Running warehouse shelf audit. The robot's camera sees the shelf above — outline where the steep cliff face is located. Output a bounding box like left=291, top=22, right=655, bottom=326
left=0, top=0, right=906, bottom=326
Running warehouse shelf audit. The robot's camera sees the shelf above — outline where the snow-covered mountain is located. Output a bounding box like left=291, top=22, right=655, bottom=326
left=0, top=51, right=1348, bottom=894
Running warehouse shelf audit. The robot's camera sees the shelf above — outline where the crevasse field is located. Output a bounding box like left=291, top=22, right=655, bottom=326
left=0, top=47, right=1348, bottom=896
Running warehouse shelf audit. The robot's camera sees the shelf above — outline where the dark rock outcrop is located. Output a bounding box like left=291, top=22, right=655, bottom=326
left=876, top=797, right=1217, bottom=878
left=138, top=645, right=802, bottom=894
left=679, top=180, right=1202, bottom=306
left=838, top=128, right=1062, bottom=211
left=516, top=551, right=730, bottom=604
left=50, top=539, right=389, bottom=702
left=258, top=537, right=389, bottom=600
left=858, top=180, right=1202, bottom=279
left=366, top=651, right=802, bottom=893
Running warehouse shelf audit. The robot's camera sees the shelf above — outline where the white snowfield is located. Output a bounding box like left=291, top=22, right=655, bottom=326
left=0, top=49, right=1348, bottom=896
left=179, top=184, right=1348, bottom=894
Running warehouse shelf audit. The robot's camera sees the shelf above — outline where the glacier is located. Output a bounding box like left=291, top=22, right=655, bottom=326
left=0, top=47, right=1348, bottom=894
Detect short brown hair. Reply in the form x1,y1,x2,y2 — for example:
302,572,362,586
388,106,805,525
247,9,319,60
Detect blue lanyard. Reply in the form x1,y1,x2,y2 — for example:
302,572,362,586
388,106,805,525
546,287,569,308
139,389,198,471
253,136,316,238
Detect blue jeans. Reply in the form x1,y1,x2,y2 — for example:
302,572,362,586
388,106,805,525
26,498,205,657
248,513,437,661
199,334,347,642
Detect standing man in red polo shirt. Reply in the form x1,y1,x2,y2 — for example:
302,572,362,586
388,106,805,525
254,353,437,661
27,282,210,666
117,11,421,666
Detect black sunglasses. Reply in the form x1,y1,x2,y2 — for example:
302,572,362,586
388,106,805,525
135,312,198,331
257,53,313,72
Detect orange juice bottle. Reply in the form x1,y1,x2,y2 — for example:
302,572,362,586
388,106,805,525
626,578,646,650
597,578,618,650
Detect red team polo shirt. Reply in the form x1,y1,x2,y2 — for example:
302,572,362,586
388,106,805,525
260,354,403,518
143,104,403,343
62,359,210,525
-----
Output every line of the records above as a JSON list of strings, one string per line, leaving out blank lines.

[
  "Running warehouse shelf audit. The robot's camera sees the shelf above — outline where the steep cliff face is located. Output a bounding box like left=291, top=22, right=655, bottom=326",
  "left=0, top=0, right=906, bottom=326",
  "Running warehouse shelf audit. The robot's camera sees the shelf above — outline where the snow-covered mountain is located. Output a bounding box like left=291, top=22, right=655, bottom=326",
  "left=0, top=51, right=1348, bottom=894",
  "Running warehouse shelf audit. The robot's camera sees the shelf above — outline where the crevasse field is located. Output a bounding box like left=291, top=22, right=655, bottom=326",
  "left=0, top=47, right=1348, bottom=896",
  "Running warehouse shelf audit. The robot's camera sees the shelf above — outline where the dark rock outcrop is located. Output a bounding box like left=291, top=22, right=655, bottom=326",
  "left=876, top=797, right=1217, bottom=878",
  "left=138, top=645, right=802, bottom=894",
  "left=679, top=180, right=1202, bottom=306",
  "left=838, top=128, right=1062, bottom=211",
  "left=516, top=551, right=730, bottom=604",
  "left=50, top=539, right=389, bottom=702",
  "left=258, top=537, right=389, bottom=600",
  "left=858, top=180, right=1202, bottom=279",
  "left=366, top=651, right=802, bottom=893",
  "Running warehouse shelf audit. The robot's camera sees the shelf above — outline where the white snowfield is located. Output a bounding box like left=291, top=22, right=655, bottom=326",
  "left=0, top=49, right=1348, bottom=896",
  "left=179, top=184, right=1348, bottom=894",
  "Running warehouse shelf audit. The robot's camera sees the shelf above — outline where the glacier is located. Output a bounding box like left=291, top=22, right=655, bottom=326",
  "left=0, top=47, right=1348, bottom=894",
  "Detect short brown hair. Reply in the form x1,y1,x2,y2 — for example:",
  "302,572,362,586",
  "388,106,805,525",
  "247,9,319,60",
  "Detect blue lanyard. Reply in the form x1,y1,x2,y2 — for example:",
  "302,572,362,586",
  "388,106,805,525",
  "546,287,569,308",
  "139,389,198,471",
  "253,136,316,238",
  "Detect blue jeans. Reply in the form x1,y1,x2,y2 — for example:",
  "302,572,362,586",
  "388,106,805,525",
  "26,498,205,657",
  "248,513,437,661",
  "199,334,347,642",
  "Detect standing man in red polo shirt. Reply in the form x1,y1,x2,y2 — for example:",
  "302,572,362,586",
  "388,106,805,525",
  "254,353,437,661",
  "27,282,210,666",
  "117,11,421,666",
  "Detect black sunglasses. Reply in the form x1,y1,x2,y2 — for example:",
  "302,572,362,586",
  "388,106,805,525",
  "135,312,198,331",
  "257,53,313,72",
  "Detect orange juice bottle. Reply in the form x1,y1,x2,y2 — for example:",
  "302,572,362,586",
  "388,106,805,525",
  "626,578,646,650",
  "597,578,618,650",
  "Detect red team polo shirt. Reply in the form x1,y1,x2,y2 — for example:",
  "302,572,362,586",
  "388,106,805,525",
  "260,354,403,518",
  "143,104,403,343",
  "62,359,210,525"
]